→ **TASK TO COMPLETE**:
Update the records from the line that contains "In this exercise you will pick out the white" through the end of the records, changing "knit beanie hat" to "wool cap" and leaving everything else unchanged.
[start PROVIDED ENTRIES]
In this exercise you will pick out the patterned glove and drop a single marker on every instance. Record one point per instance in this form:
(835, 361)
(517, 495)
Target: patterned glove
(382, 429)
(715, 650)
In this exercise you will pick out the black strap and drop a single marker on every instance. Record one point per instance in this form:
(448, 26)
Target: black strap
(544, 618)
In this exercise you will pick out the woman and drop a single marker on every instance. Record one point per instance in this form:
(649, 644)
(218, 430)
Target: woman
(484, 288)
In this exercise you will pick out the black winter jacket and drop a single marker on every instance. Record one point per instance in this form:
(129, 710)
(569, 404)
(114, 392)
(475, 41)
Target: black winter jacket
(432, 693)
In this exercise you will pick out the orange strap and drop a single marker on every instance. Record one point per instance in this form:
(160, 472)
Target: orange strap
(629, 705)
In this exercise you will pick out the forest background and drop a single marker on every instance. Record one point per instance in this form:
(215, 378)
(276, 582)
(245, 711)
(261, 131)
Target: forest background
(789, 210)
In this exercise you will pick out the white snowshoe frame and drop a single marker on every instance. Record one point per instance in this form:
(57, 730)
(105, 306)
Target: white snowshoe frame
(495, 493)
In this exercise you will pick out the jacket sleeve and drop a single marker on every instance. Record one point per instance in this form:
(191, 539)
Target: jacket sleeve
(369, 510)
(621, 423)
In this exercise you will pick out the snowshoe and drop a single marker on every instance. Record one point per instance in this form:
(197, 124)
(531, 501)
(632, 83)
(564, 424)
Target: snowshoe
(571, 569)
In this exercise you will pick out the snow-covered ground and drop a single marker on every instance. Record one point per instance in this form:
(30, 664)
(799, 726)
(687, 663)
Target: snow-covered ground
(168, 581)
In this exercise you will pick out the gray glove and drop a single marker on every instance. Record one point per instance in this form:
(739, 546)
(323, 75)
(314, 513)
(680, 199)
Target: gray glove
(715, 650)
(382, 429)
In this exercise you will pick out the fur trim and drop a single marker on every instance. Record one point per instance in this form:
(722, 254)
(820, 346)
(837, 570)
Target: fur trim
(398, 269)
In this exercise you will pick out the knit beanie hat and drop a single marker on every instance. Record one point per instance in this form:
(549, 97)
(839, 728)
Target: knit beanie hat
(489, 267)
[end PROVIDED ENTRIES]
→ **THE RESPONSE**:
In this exercise you will pick out the white snowshoe frame and drop a single marker on every instance. Record one point per instance in this form:
(57, 730)
(105, 306)
Target: white snowshoe frame
(495, 493)
In this exercise you will pick out the jacket sleeve and drop a single marker on every instance. Record one point per instance in this form:
(191, 539)
Target: jacket sleeve
(369, 510)
(621, 423)
In this exercise you will pick out the snowshoe and drop a single marker on every instance. Record one point per instance in this form:
(197, 124)
(531, 501)
(632, 83)
(564, 424)
Target: snowshoe
(571, 569)
In this exercise you will pick out the snow-covered ground and drop a single marker on every instance. Record one point per instance in this form:
(30, 664)
(799, 726)
(687, 663)
Target: snow-covered ground
(168, 581)
In this exercise you will pick out the gray glove and drop a single marker on every instance. Record one point per instance in this form:
(739, 546)
(323, 75)
(314, 513)
(680, 199)
Target: gray glove
(715, 650)
(382, 429)
In this exercise you will pick out the fur trim and drop a single marker on every instance. Record one point per instance in this form:
(722, 254)
(820, 346)
(837, 570)
Target: fur trim
(398, 269)
In this exercise you will pick out the wool cap and drop a single marker on every instance. Record one point per instance in this form:
(549, 97)
(839, 728)
Target: wool cap
(489, 267)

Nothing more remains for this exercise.